Brief ▸ To complete the exercise, repeat every record exactly as it stands.

-- Data section follows --

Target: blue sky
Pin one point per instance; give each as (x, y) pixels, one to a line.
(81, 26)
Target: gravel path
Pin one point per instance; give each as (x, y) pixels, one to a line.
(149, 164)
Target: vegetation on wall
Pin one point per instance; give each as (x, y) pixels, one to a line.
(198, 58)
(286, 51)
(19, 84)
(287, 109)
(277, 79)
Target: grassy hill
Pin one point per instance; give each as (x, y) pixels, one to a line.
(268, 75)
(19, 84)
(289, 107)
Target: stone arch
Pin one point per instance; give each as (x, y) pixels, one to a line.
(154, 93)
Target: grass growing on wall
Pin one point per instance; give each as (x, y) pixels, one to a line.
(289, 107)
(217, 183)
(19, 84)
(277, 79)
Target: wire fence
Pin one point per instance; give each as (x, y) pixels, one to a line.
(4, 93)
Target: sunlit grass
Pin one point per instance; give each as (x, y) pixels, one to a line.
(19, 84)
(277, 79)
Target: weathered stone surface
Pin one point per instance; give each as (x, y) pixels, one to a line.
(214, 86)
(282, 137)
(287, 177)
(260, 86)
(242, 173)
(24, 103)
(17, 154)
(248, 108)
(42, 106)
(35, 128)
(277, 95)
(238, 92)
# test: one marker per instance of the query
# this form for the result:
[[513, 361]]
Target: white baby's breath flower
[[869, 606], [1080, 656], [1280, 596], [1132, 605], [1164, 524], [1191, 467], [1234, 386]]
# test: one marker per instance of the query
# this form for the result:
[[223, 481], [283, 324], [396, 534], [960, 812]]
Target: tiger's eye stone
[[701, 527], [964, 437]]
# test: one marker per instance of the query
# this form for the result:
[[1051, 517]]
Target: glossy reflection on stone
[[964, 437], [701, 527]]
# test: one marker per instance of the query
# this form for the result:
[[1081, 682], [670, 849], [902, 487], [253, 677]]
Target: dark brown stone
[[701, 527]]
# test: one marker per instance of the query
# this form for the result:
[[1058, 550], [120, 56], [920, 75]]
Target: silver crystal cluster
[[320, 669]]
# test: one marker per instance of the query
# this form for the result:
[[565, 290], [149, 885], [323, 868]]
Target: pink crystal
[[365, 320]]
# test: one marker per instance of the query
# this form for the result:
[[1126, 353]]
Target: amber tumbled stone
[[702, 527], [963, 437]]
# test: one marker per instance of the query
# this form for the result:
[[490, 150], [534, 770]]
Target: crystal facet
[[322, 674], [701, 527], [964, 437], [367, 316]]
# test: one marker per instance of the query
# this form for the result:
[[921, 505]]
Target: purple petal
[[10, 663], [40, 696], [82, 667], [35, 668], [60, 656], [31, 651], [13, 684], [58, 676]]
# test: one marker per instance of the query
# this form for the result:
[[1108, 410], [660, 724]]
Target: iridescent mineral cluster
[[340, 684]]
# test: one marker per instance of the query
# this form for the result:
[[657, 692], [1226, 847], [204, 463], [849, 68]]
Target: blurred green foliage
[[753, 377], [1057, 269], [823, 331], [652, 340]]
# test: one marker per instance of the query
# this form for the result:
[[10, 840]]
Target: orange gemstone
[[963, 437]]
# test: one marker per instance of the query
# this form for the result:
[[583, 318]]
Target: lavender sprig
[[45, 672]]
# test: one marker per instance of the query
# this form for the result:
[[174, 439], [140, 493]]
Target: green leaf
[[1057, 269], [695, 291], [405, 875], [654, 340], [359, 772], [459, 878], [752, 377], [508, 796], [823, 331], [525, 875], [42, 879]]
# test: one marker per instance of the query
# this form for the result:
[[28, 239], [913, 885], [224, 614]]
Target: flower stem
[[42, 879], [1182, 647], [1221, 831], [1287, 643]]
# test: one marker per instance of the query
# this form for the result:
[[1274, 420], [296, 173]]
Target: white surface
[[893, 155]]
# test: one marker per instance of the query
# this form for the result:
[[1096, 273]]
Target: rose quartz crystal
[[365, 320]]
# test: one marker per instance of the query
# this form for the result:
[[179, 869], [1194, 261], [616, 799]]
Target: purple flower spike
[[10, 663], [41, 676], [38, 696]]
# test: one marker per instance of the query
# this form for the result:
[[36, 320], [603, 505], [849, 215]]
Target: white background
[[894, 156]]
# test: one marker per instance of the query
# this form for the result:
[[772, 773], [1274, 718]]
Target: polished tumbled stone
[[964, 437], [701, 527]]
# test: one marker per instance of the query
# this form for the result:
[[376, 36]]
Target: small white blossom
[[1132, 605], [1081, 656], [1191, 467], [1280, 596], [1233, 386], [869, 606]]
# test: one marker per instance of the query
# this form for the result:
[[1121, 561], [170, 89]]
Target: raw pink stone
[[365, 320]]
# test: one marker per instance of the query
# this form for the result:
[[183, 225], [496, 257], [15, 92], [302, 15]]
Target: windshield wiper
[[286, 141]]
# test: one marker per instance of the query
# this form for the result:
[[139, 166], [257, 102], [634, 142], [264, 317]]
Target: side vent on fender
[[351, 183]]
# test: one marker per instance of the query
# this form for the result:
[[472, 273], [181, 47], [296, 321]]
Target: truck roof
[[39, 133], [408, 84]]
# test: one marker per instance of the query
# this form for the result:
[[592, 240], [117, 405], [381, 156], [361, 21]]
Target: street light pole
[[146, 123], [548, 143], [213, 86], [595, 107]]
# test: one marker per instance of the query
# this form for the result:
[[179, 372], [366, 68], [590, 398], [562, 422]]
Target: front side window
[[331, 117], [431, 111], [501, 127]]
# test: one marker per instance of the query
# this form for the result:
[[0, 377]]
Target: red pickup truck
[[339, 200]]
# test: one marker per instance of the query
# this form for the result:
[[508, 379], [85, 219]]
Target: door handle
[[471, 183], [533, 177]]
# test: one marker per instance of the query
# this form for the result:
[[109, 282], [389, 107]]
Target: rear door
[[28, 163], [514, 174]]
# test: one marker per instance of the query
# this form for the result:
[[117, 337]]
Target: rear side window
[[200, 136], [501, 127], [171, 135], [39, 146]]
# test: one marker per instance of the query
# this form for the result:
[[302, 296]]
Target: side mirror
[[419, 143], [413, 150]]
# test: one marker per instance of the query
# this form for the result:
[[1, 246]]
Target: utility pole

-- Data section concluded --

Task result ▸
Target: blue sky
Pin one point per instance; give each as (x, y) pixels, one to a line.
(81, 26)
Target: gravel path
Pin one point per instance; give each as (x, y) pixels, one to a line.
(149, 164)
Target: vegetation on wall
Pin one point per instance; give each as (x, y) pixels, one to a line.
(198, 58)
(286, 51)
(19, 84)
(287, 109)
(277, 79)
Target: grassy hill
Pin one point per instance; give each as (x, y) pixels, one to a line.
(268, 75)
(19, 84)
(289, 107)
Target: stone arch
Pin one point per instance; give each as (x, y) pixels, one to a line.
(154, 93)
Target: grass growing on wall
Pin one point per instance; give each as (x, y) pixels, one to a line.
(289, 107)
(217, 183)
(19, 84)
(277, 79)
Target: wire fence
Pin one point per instance; give each as (x, y) pixels, one to a line.
(4, 93)
Target: sunlit grass
Pin one point per instance; give each as (x, y) pixels, one to a line.
(19, 84)
(277, 79)
Target: weathered stone surface
Pin one point per instance; give each as (x, y) pixels, one to a line.
(214, 86)
(282, 137)
(287, 177)
(260, 86)
(242, 173)
(24, 103)
(17, 154)
(248, 108)
(42, 106)
(35, 128)
(277, 95)
(238, 92)
# test: one marker per instance of the query
# this form for the result:
[[513, 361]]
Target: white baby's breath flower
[[869, 606], [1080, 656], [1280, 596], [1132, 605], [1164, 524], [1191, 467], [1234, 386]]
# test: one marker per instance of the query
# this form for the result:
[[223, 481], [283, 324], [396, 534], [960, 812]]
Target: tiger's eye stone
[[701, 527], [964, 437]]
# test: one marker per instance of the query
# this form for the result:
[[1051, 517]]
Target: glossy reflection on stone
[[964, 437], [701, 527]]
# test: one marker per instance of the query
# this form for the result:
[[1081, 682], [670, 849], [902, 487], [253, 677]]
Target: dark brown stone
[[701, 527]]
# test: one marker per instance of the query
# this form for the result:
[[1058, 550], [120, 56], [920, 75]]
Target: silver crystal cluster
[[320, 669]]
# test: one marker per instance of the query
# this form for the result:
[[565, 290], [149, 885], [323, 868]]
Target: pink crystal
[[365, 320]]
# test: one marker per instance of the query
# this form for the result:
[[1126, 353]]
Target: amber tumbled stone
[[702, 527], [963, 437]]
# test: one marker per instance of the query
# this form for the result:
[[490, 150], [534, 770]]
Target: crystal facet
[[322, 674], [701, 527], [964, 437], [367, 316]]
# test: one marker per instance of the query
# this form for the result:
[[921, 505]]
Target: purple petal
[[10, 663], [40, 696], [82, 667], [35, 668], [60, 656], [31, 651], [13, 684], [58, 676]]
# test: one marker per instance of the query
# this form for the result:
[[1108, 410], [660, 724]]
Target: iridescent mineral cluster
[[340, 684]]
# test: one marker per instance of the query
# this form for the result:
[[657, 692], [1226, 847], [204, 463], [849, 68]]
Target: blurred green foliage
[[753, 377], [1057, 269], [823, 331], [652, 340]]
# test: one marker per instance of the query
# this form for the result:
[[10, 840]]
Target: orange gemstone
[[963, 437]]
# test: one marker per instance of the query
# this form for the result:
[[583, 318]]
Target: lavender sprig
[[45, 672]]
# test: one marker per instance of the query
# this form for the result:
[[174, 439], [140, 493]]
Target: green leaf
[[1057, 269], [695, 291], [405, 875], [654, 340], [359, 772], [459, 878], [752, 377], [508, 796], [823, 331], [525, 875], [42, 879]]
# test: one marker per instance of the query
# this form for the result:
[[28, 239], [913, 885], [224, 614]]
Target: flower stem
[[42, 879], [1182, 647], [1221, 831], [1287, 643]]
# test: one marker per instance of the query
# this form for the result:
[[1274, 420], [296, 173]]
Target: white surface
[[893, 155]]
# test: one marker per instance of the query
# this form for the result:
[[1096, 273]]
Target: rose quartz crystal
[[365, 320]]
# test: one marker per instance of the query
# this form for the result:
[[179, 869], [1194, 261], [616, 799]]
Target: purple flower spike
[[10, 663], [41, 676], [38, 696]]
# test: one marker per instance of the query
# this form for the result:
[[36, 320], [603, 505], [849, 215]]
Target: white background
[[894, 156]]
# test: one marker per instance of the query
# this form for the result:
[[772, 773], [1274, 718]]
Target: polished tumbled stone
[[964, 437], [701, 527]]
# test: one marker per instance of the query
# this form for the result:
[[376, 36]]
Target: small white blossom
[[1132, 605], [1081, 656], [1191, 467], [1280, 596], [1233, 386], [869, 606]]
# test: one marker per instance of the query
# this form for the result:
[[1121, 561], [170, 89]]
Target: raw pink stone
[[365, 320]]
# test: one marker per instance of the query
# this form for the result:
[[183, 225], [496, 257], [15, 92], [302, 15]]
Target: windshield wiper
[[286, 141]]
# test: one marker per instance of the query
# this form for the result:
[[139, 166], [257, 102], [634, 142], [264, 317]]
Target: side vent on fender
[[351, 183]]
# test: one marker per instance of the query
# this form for the result:
[[472, 273], [181, 47], [296, 321]]
Target: truck roof
[[39, 133], [408, 84]]
# test: one marker per instance of the query
# this form for the result:
[[592, 240], [117, 405], [381, 156], [361, 21]]
Target: street light pole
[[146, 123], [548, 143], [213, 86], [595, 107]]
# test: one marker per instance of the query
# this form for the result:
[[179, 372], [366, 68], [590, 398], [562, 422]]
Target: front side window
[[331, 117], [431, 111], [501, 127]]
# test: one marker per instance of the query
# this form for the result:
[[0, 377]]
Target: red pickup truck
[[339, 200]]
# test: one marker per instance of the query
# this form for the result:
[[508, 379], [85, 219]]
Target: door handle
[[471, 183], [533, 177]]
# test: one marker per instance of the query
# this form for the result:
[[109, 282], [389, 107]]
Target: rear door
[[28, 163], [514, 174]]
# test: one marker per instance of the query
# this form for the result:
[[117, 337]]
Target: rear side window
[[200, 136], [501, 127], [171, 135], [39, 146]]
# test: one marker per instance of the query
# this form for the result:
[[302, 296]]
Target: side mirror
[[419, 143], [413, 150]]
# test: one marker per instance of the query
# this form for the result:
[[1, 246]]
Target: utility pole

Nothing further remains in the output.